→ **Task prompt**:
Give everything from the start of the entries down to the line containing "338,296,377,342" as a JSON list of strings, one string per line, with blank lines omitted and the pictures left out.

→ **Dataset excerpt**:
[start]
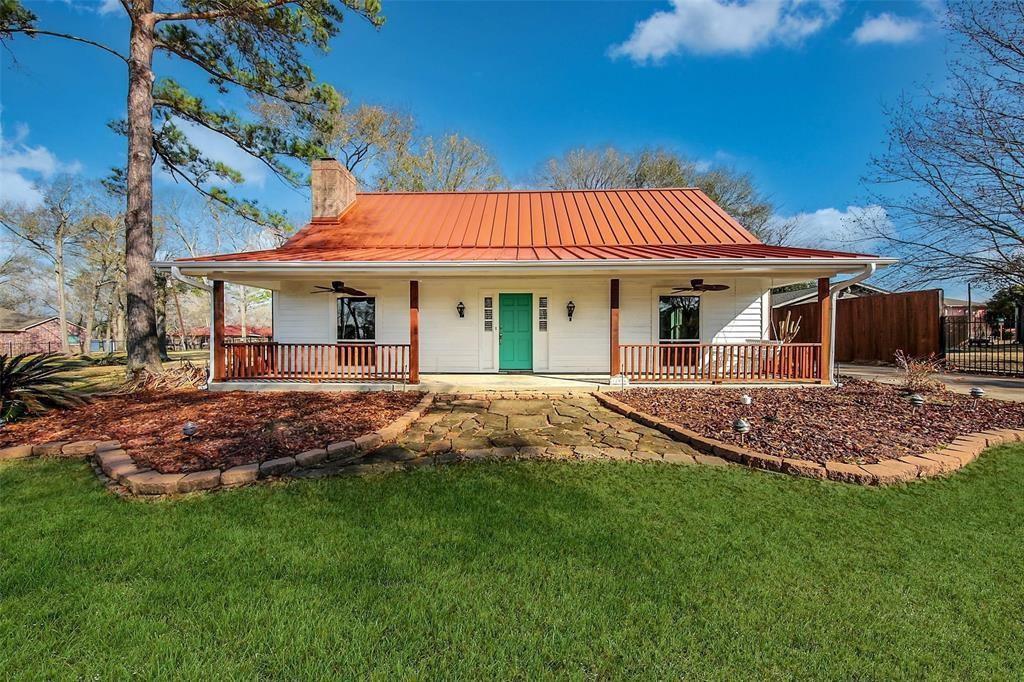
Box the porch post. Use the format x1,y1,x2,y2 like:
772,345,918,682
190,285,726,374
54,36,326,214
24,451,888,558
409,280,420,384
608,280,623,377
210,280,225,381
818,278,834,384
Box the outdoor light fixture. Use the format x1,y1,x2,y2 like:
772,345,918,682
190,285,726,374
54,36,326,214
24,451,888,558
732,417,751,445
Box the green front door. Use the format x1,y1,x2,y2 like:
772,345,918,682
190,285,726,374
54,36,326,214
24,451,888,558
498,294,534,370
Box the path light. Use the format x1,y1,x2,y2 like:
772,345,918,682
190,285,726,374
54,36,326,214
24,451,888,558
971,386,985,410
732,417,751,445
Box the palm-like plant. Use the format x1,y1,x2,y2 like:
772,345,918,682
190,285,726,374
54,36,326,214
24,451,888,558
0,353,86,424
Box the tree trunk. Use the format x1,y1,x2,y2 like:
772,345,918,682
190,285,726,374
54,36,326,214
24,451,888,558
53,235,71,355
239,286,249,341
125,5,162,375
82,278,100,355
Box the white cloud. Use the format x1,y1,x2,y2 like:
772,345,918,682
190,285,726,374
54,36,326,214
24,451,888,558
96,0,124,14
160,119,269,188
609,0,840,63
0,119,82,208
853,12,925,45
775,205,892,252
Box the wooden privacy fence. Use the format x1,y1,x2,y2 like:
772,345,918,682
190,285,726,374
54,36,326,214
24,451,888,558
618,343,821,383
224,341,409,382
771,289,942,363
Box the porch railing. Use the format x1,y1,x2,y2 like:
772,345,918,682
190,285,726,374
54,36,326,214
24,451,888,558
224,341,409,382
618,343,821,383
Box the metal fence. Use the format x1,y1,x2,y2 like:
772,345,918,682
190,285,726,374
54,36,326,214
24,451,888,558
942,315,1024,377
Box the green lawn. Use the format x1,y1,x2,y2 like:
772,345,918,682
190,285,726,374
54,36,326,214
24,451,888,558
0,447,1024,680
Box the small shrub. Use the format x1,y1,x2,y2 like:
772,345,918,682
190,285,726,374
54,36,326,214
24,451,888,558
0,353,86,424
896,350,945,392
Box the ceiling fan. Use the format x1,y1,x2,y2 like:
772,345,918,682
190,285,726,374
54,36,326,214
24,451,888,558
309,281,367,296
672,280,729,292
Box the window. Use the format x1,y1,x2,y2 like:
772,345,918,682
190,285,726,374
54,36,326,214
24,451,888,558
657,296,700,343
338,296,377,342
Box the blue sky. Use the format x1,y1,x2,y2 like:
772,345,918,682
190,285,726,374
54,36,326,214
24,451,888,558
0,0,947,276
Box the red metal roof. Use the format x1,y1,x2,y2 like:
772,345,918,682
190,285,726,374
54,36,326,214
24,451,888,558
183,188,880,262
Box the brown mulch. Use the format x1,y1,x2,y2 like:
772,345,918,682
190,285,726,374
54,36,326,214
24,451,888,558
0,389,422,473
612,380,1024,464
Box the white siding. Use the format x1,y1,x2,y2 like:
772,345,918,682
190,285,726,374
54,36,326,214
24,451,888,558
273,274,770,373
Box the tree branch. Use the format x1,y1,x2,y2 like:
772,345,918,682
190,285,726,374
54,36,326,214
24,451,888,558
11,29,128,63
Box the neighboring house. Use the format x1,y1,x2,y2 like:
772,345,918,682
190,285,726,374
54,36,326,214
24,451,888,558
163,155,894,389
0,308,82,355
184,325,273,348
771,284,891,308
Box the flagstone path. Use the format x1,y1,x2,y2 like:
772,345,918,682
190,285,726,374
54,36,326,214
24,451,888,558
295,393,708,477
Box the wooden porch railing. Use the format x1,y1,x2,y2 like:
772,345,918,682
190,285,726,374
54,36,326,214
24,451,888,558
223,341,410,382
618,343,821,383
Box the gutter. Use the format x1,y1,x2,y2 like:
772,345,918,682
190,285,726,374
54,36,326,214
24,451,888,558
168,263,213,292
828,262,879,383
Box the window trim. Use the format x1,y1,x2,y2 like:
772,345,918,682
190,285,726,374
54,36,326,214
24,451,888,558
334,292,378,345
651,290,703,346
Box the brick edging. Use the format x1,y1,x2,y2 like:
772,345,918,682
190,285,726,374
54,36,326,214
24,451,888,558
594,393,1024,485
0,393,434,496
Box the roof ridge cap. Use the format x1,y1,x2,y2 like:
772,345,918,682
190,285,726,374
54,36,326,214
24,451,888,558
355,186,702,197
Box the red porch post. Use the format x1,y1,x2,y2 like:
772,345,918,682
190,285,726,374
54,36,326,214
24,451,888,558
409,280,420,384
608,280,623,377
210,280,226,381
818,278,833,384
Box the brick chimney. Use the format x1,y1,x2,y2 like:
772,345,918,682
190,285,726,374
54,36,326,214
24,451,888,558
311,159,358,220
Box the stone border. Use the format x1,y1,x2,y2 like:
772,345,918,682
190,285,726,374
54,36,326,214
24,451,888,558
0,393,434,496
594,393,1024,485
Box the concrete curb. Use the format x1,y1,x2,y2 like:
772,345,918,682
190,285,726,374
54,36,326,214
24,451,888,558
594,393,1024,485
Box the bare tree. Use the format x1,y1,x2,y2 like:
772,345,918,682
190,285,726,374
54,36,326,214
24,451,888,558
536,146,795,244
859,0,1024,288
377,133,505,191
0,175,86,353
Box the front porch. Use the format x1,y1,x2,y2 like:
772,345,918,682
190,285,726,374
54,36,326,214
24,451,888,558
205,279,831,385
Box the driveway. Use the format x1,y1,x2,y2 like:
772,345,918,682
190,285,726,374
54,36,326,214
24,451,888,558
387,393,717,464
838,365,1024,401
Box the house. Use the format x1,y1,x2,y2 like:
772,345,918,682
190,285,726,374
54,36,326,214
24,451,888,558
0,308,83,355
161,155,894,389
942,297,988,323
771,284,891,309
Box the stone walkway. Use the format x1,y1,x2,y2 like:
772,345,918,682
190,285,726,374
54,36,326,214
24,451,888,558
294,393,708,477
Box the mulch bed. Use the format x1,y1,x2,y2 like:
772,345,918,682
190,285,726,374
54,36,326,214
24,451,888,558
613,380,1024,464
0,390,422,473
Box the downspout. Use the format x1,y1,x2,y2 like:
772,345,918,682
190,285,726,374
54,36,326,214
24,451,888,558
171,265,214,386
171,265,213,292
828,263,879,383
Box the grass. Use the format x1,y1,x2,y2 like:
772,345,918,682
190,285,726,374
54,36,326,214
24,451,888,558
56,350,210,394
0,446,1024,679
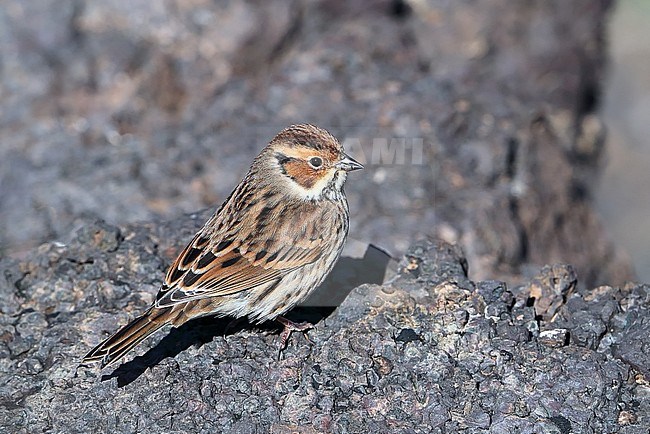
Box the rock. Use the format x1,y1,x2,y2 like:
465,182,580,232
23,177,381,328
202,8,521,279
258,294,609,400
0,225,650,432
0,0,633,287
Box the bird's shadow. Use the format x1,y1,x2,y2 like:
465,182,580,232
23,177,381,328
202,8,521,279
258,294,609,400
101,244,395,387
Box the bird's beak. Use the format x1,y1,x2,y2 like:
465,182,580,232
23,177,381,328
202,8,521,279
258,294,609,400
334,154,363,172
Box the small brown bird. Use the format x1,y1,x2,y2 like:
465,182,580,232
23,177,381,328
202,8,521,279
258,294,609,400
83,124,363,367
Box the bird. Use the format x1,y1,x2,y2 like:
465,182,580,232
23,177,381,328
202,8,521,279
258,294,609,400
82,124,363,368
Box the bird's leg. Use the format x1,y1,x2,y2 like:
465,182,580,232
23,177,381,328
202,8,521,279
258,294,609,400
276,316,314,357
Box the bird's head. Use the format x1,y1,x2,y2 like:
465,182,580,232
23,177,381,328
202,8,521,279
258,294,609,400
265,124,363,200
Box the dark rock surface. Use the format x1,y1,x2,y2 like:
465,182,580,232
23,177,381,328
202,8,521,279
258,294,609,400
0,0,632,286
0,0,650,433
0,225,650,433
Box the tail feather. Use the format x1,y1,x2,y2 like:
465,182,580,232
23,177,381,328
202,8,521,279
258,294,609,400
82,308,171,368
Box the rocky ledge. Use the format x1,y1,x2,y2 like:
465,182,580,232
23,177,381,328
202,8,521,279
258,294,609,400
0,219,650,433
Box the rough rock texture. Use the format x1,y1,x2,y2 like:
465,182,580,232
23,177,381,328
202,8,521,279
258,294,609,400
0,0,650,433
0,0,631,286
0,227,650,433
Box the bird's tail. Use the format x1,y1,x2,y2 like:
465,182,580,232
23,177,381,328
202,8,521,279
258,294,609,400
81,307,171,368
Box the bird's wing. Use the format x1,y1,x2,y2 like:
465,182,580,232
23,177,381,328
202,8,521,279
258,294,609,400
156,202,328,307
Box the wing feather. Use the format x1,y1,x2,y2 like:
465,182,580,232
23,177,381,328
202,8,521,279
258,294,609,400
[end]
→ **Answer to the exercise**:
[
  "Box the porch post. Use the format x1,y1,x2,y2 like:",
  "772,345,918,682",
  "190,285,726,374",
  "54,36,326,214",
  "24,451,888,558",
  "409,280,420,384",
  "608,280,623,377",
  "210,280,225,381",
  "818,278,834,384",
  "Box the outdoor light fixture. Use the format x1,y1,x2,y2 like:",
  "772,345,918,682",
  "190,285,726,374",
  "54,36,326,214",
  "24,451,888,558",
  "732,417,751,445",
  "Box the green front door. Use the format x1,y1,x2,y2 like:",
  "772,345,918,682",
  "190,285,726,374",
  "54,36,326,214",
  "24,451,888,558",
  "498,294,534,370",
  "Box the path light. Use the format x1,y1,x2,y2 like:",
  "772,345,918,682",
  "190,285,726,374",
  "54,36,326,214",
  "24,451,888,558",
  "971,386,985,410",
  "732,417,751,445",
  "Box the palm-like plant. Use the format x1,y1,x2,y2 like:",
  "772,345,918,682",
  "190,285,726,374",
  "54,36,326,214",
  "24,451,888,558",
  "0,353,86,424",
  "Box the tree trunk. Use the format x1,y1,x2,y2 like:",
  "772,345,918,682",
  "190,285,726,374",
  "54,36,326,214",
  "24,451,888,558",
  "53,235,71,355",
  "239,286,249,341",
  "125,5,162,375",
  "82,278,100,355",
  "Box the white cloud. Use the format x1,y1,x2,y2 like:",
  "772,345,918,682",
  "190,285,726,374",
  "54,36,326,214",
  "24,451,888,558",
  "96,0,124,14",
  "160,119,269,188",
  "609,0,840,63",
  "0,119,82,208",
  "853,12,925,45",
  "775,205,892,252",
  "Box the wooden privacy fence. Use the format x1,y1,x2,y2 like:",
  "772,345,918,682",
  "190,285,726,374",
  "54,36,326,214",
  "24,451,888,558",
  "618,343,821,383",
  "224,341,409,382",
  "771,289,942,363",
  "Box the porch railing. Use the format x1,y1,x2,y2 like:",
  "772,345,918,682",
  "190,285,726,374",
  "54,36,326,214",
  "24,451,888,558",
  "224,341,409,382",
  "618,343,821,383",
  "Box the metal fence. Use the format x1,y1,x2,y2 like:",
  "772,345,918,682",
  "190,285,726,374",
  "54,36,326,214",
  "24,451,888,558",
  "942,315,1024,377",
  "Box the green lawn. Use the format x1,y1,x2,y2 like:",
  "772,345,918,682",
  "190,285,726,374",
  "54,36,326,214",
  "24,451,888,558",
  "0,447,1024,680",
  "Box the small shrub. Use the format x1,y1,x2,y2 like:",
  "772,345,918,682",
  "190,285,726,374",
  "54,36,326,214",
  "24,451,888,558",
  "0,353,86,424",
  "896,350,945,392",
  "Box the ceiling fan. Use the format x1,y1,x2,y2 like:",
  "772,345,918,682",
  "190,285,726,374",
  "54,36,326,214",
  "24,451,888,558",
  "309,281,367,296",
  "672,280,729,292",
  "Box the window. Use the format x1,y1,x2,y2 like:",
  "772,345,918,682",
  "190,285,726,374",
  "54,36,326,214",
  "24,451,888,558",
  "657,296,700,343",
  "338,296,377,342"
]